Try it → Copy out exactly the lines below that run from the one holding "Query: large boulder" to the one holding "Annotate each instance of the hill with", keeping both of those lines and no others.
_ _ _
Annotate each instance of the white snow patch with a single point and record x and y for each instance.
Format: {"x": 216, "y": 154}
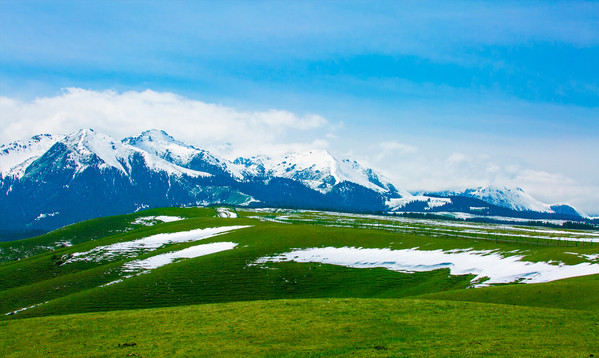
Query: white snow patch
{"x": 482, "y": 263}
{"x": 588, "y": 257}
{"x": 147, "y": 244}
{"x": 151, "y": 220}
{"x": 25, "y": 308}
{"x": 432, "y": 202}
{"x": 188, "y": 253}
{"x": 226, "y": 213}
{"x": 46, "y": 215}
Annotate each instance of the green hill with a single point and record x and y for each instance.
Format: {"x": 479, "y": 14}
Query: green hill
{"x": 115, "y": 265}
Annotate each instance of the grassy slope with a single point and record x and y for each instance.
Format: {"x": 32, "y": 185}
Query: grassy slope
{"x": 226, "y": 276}
{"x": 579, "y": 293}
{"x": 325, "y": 325}
{"x": 316, "y": 327}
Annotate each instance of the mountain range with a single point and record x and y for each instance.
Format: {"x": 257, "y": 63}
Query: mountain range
{"x": 49, "y": 181}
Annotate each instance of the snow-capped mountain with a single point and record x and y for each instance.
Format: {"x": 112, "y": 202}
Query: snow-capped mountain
{"x": 515, "y": 199}
{"x": 49, "y": 181}
{"x": 158, "y": 143}
{"x": 320, "y": 171}
{"x": 16, "y": 156}
{"x": 511, "y": 198}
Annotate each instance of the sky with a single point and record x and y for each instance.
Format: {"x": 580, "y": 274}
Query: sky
{"x": 436, "y": 95}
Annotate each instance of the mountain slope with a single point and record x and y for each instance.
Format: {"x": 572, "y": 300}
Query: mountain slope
{"x": 50, "y": 181}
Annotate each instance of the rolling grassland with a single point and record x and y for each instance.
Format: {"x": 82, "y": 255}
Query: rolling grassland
{"x": 233, "y": 282}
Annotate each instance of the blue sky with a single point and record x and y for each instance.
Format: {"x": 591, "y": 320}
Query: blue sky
{"x": 511, "y": 88}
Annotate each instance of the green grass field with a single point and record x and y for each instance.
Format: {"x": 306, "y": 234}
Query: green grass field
{"x": 226, "y": 304}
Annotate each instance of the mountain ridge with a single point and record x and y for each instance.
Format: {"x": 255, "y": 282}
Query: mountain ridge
{"x": 49, "y": 181}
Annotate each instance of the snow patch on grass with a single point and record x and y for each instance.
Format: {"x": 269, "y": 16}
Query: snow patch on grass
{"x": 482, "y": 263}
{"x": 188, "y": 253}
{"x": 147, "y": 244}
{"x": 226, "y": 213}
{"x": 153, "y": 220}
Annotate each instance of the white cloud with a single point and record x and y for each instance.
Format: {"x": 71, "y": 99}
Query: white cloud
{"x": 126, "y": 114}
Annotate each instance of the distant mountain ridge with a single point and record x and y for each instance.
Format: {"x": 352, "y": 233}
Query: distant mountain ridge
{"x": 50, "y": 181}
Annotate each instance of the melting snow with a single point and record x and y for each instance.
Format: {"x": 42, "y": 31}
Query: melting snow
{"x": 147, "y": 244}
{"x": 23, "y": 309}
{"x": 188, "y": 253}
{"x": 482, "y": 263}
{"x": 151, "y": 220}
{"x": 226, "y": 213}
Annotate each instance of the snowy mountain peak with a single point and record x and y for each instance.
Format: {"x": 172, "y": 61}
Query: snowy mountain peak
{"x": 511, "y": 198}
{"x": 321, "y": 170}
{"x": 162, "y": 145}
{"x": 153, "y": 135}
{"x": 16, "y": 156}
{"x": 86, "y": 144}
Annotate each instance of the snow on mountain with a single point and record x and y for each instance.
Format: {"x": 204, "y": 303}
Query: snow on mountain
{"x": 85, "y": 148}
{"x": 16, "y": 157}
{"x": 511, "y": 198}
{"x": 319, "y": 170}
{"x": 431, "y": 202}
{"x": 567, "y": 209}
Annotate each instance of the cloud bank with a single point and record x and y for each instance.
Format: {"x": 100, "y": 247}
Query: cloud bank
{"x": 425, "y": 165}
{"x": 125, "y": 114}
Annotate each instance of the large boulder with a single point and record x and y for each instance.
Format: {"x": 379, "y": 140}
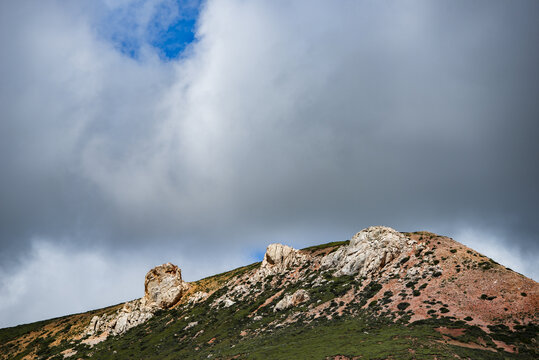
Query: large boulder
{"x": 291, "y": 300}
{"x": 369, "y": 251}
{"x": 164, "y": 286}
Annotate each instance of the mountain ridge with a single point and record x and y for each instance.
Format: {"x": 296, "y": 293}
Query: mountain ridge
{"x": 463, "y": 300}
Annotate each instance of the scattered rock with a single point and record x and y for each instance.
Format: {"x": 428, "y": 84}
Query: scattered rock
{"x": 289, "y": 301}
{"x": 190, "y": 325}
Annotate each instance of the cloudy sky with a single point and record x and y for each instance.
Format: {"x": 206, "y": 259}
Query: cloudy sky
{"x": 136, "y": 132}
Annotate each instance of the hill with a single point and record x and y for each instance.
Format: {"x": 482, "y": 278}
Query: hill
{"x": 381, "y": 295}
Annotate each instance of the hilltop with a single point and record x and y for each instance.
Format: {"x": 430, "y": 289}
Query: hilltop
{"x": 382, "y": 294}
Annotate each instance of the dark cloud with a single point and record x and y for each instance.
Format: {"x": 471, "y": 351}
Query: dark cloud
{"x": 300, "y": 123}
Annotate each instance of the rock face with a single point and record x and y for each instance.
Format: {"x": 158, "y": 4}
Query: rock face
{"x": 164, "y": 286}
{"x": 131, "y": 314}
{"x": 369, "y": 250}
{"x": 294, "y": 299}
{"x": 280, "y": 257}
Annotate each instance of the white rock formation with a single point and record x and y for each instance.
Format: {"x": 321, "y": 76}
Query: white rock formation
{"x": 291, "y": 300}
{"x": 164, "y": 285}
{"x": 163, "y": 288}
{"x": 369, "y": 251}
{"x": 197, "y": 297}
{"x": 133, "y": 313}
{"x": 279, "y": 258}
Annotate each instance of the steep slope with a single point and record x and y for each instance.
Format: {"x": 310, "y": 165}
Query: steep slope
{"x": 383, "y": 294}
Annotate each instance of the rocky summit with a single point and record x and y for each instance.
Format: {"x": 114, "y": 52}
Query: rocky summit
{"x": 381, "y": 295}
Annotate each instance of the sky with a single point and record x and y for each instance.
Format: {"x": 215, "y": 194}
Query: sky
{"x": 137, "y": 132}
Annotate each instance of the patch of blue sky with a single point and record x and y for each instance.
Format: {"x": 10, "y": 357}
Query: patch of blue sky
{"x": 258, "y": 255}
{"x": 173, "y": 41}
{"x": 168, "y": 27}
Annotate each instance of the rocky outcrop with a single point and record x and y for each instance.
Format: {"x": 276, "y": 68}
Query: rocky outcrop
{"x": 131, "y": 314}
{"x": 279, "y": 258}
{"x": 164, "y": 286}
{"x": 369, "y": 251}
{"x": 291, "y": 300}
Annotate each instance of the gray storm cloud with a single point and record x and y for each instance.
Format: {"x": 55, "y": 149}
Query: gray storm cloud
{"x": 295, "y": 122}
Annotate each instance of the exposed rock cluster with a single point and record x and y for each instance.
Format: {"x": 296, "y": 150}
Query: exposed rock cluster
{"x": 291, "y": 300}
{"x": 133, "y": 313}
{"x": 279, "y": 258}
{"x": 163, "y": 288}
{"x": 369, "y": 250}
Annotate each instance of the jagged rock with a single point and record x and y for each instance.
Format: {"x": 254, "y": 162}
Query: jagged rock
{"x": 164, "y": 285}
{"x": 223, "y": 300}
{"x": 295, "y": 299}
{"x": 369, "y": 250}
{"x": 163, "y": 288}
{"x": 190, "y": 325}
{"x": 279, "y": 258}
{"x": 131, "y": 314}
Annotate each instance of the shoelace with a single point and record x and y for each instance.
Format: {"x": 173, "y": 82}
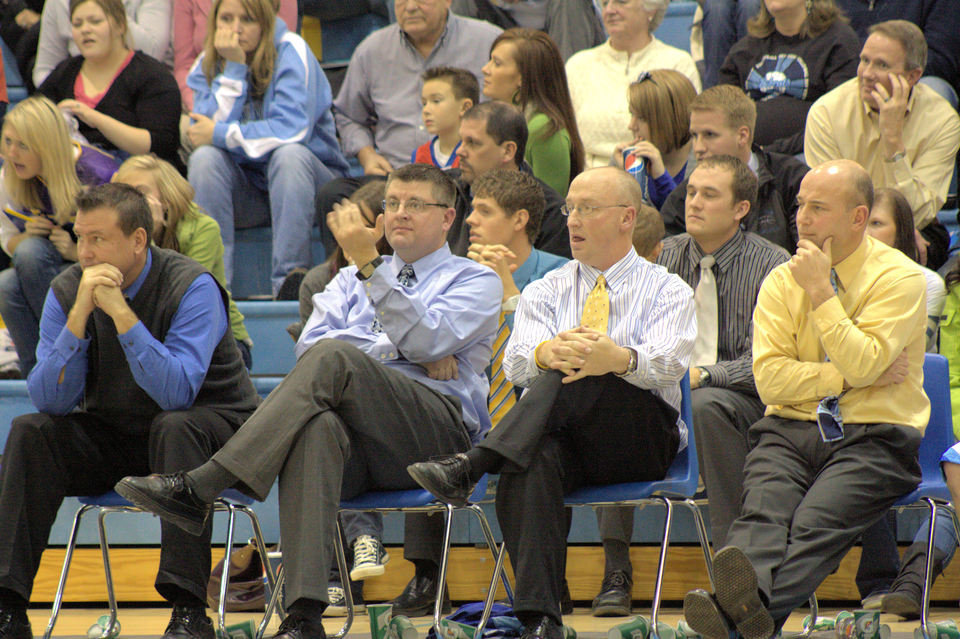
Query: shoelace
{"x": 366, "y": 550}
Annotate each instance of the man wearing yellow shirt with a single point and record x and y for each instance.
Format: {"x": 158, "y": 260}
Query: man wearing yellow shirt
{"x": 837, "y": 358}
{"x": 902, "y": 132}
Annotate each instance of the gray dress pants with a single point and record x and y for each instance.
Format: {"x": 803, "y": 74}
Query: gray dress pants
{"x": 339, "y": 424}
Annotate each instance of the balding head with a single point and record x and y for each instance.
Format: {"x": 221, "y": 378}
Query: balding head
{"x": 834, "y": 200}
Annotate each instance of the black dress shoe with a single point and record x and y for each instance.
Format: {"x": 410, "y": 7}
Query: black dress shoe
{"x": 738, "y": 595}
{"x": 189, "y": 623}
{"x": 615, "y": 595}
{"x": 14, "y": 624}
{"x": 703, "y": 614}
{"x": 171, "y": 497}
{"x": 448, "y": 478}
{"x": 299, "y": 627}
{"x": 546, "y": 628}
{"x": 419, "y": 597}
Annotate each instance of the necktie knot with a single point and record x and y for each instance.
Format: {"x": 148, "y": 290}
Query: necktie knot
{"x": 406, "y": 275}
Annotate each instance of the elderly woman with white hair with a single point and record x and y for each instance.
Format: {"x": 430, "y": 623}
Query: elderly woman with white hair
{"x": 599, "y": 77}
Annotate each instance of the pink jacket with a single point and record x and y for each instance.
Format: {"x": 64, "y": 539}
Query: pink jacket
{"x": 190, "y": 29}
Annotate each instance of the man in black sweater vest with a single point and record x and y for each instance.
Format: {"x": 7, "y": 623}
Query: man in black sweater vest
{"x": 137, "y": 370}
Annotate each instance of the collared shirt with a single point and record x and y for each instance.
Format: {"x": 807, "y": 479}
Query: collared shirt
{"x": 741, "y": 266}
{"x": 537, "y": 264}
{"x": 880, "y": 311}
{"x": 171, "y": 372}
{"x": 379, "y": 102}
{"x": 452, "y": 308}
{"x": 651, "y": 312}
{"x": 841, "y": 125}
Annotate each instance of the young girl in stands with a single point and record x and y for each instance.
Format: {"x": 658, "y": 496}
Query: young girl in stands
{"x": 126, "y": 102}
{"x": 263, "y": 132}
{"x": 42, "y": 174}
{"x": 891, "y": 222}
{"x": 179, "y": 225}
{"x": 660, "y": 123}
{"x": 526, "y": 69}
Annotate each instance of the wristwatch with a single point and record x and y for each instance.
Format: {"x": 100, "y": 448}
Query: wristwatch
{"x": 704, "y": 377}
{"x": 365, "y": 271}
{"x": 632, "y": 366}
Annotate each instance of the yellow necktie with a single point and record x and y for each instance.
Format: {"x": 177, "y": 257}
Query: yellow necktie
{"x": 502, "y": 397}
{"x": 596, "y": 310}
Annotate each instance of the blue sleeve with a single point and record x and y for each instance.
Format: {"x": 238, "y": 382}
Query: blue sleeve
{"x": 458, "y": 317}
{"x": 172, "y": 371}
{"x": 288, "y": 118}
{"x": 56, "y": 383}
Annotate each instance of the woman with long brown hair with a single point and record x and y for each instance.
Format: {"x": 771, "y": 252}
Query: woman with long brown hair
{"x": 526, "y": 69}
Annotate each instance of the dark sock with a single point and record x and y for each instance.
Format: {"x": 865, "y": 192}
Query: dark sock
{"x": 617, "y": 556}
{"x": 426, "y": 569}
{"x": 211, "y": 479}
{"x": 11, "y": 601}
{"x": 482, "y": 460}
{"x": 311, "y": 609}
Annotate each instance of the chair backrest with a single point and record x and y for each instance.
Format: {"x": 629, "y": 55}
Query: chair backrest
{"x": 938, "y": 436}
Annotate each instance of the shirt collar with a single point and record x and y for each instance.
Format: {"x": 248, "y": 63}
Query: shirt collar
{"x": 423, "y": 267}
{"x": 131, "y": 291}
{"x": 614, "y": 275}
{"x": 853, "y": 263}
{"x": 725, "y": 255}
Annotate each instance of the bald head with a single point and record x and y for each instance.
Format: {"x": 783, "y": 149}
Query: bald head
{"x": 834, "y": 202}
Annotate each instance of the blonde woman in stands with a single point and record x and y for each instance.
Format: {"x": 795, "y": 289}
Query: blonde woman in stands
{"x": 599, "y": 77}
{"x": 263, "y": 132}
{"x": 190, "y": 32}
{"x": 125, "y": 102}
{"x": 42, "y": 173}
{"x": 180, "y": 225}
{"x": 526, "y": 70}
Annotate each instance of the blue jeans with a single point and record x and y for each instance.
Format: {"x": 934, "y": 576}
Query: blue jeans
{"x": 23, "y": 288}
{"x": 724, "y": 22}
{"x": 281, "y": 195}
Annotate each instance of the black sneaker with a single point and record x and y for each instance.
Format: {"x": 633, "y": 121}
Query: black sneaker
{"x": 189, "y": 623}
{"x": 614, "y": 597}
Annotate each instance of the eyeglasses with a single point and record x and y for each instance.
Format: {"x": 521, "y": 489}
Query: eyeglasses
{"x": 585, "y": 210}
{"x": 410, "y": 206}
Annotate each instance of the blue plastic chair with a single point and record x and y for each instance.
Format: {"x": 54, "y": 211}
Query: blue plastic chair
{"x": 677, "y": 488}
{"x": 932, "y": 493}
{"x": 230, "y": 502}
{"x": 406, "y": 501}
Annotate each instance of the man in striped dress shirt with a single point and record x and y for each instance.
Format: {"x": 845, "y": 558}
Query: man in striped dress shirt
{"x": 601, "y": 344}
{"x": 719, "y": 194}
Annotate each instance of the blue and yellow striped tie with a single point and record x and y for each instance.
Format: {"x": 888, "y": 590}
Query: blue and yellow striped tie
{"x": 502, "y": 397}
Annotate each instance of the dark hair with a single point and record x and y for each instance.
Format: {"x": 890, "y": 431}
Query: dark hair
{"x": 543, "y": 86}
{"x": 444, "y": 188}
{"x": 743, "y": 180}
{"x": 463, "y": 83}
{"x": 512, "y": 191}
{"x": 131, "y": 207}
{"x": 904, "y": 238}
{"x": 821, "y": 14}
{"x": 504, "y": 123}
{"x": 648, "y": 230}
{"x": 371, "y": 196}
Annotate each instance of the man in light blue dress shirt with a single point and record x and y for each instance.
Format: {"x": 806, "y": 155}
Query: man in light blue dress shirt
{"x": 372, "y": 390}
{"x": 597, "y": 399}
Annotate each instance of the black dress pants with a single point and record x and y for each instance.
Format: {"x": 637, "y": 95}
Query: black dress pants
{"x": 598, "y": 430}
{"x": 49, "y": 457}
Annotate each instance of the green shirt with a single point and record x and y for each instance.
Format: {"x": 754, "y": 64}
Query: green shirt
{"x": 199, "y": 238}
{"x": 549, "y": 158}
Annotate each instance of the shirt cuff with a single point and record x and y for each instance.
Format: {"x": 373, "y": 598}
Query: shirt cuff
{"x": 135, "y": 341}
{"x": 68, "y": 345}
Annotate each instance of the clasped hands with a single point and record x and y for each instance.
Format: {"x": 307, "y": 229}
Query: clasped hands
{"x": 582, "y": 352}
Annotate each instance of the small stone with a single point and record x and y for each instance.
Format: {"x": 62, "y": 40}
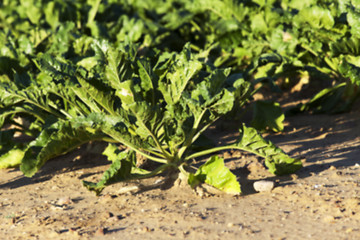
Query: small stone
{"x": 64, "y": 201}
{"x": 263, "y": 186}
{"x": 329, "y": 219}
{"x": 230, "y": 225}
{"x": 332, "y": 167}
{"x": 100, "y": 232}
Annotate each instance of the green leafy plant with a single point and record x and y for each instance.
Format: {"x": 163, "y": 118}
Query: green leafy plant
{"x": 157, "y": 109}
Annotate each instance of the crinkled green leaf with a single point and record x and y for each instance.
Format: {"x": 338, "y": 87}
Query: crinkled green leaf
{"x": 276, "y": 160}
{"x": 60, "y": 138}
{"x": 214, "y": 173}
{"x": 12, "y": 158}
{"x": 268, "y": 116}
{"x": 120, "y": 170}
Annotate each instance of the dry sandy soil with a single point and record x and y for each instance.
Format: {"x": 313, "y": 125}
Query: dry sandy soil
{"x": 321, "y": 201}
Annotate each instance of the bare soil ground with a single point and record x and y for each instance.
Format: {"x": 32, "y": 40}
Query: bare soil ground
{"x": 321, "y": 201}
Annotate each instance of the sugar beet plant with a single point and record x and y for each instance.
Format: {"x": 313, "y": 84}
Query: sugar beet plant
{"x": 154, "y": 107}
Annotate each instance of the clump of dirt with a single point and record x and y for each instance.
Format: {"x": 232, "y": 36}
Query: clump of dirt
{"x": 321, "y": 201}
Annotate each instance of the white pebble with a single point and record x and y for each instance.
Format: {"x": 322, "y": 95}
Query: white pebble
{"x": 263, "y": 186}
_ _ _
Answer to this task →
Query: large boulder
{"x": 291, "y": 300}
{"x": 369, "y": 251}
{"x": 164, "y": 286}
Annotate each instance of the mountain ridge with a single point and record x and y for each instance.
Format: {"x": 296, "y": 293}
Query: mountain ridge
{"x": 463, "y": 300}
Annotate each instance of the scattered rock with a single point and record x and y for each instance.
Format: {"x": 428, "y": 84}
Query: scattered rock
{"x": 289, "y": 301}
{"x": 190, "y": 325}
Annotate each instance of the cloudy sky with a single point and record x and y for each instance.
Format: {"x": 206, "y": 259}
Query: cloudy sky
{"x": 136, "y": 132}
Annotate each instance of the hill with a single point and record x and y for each instance.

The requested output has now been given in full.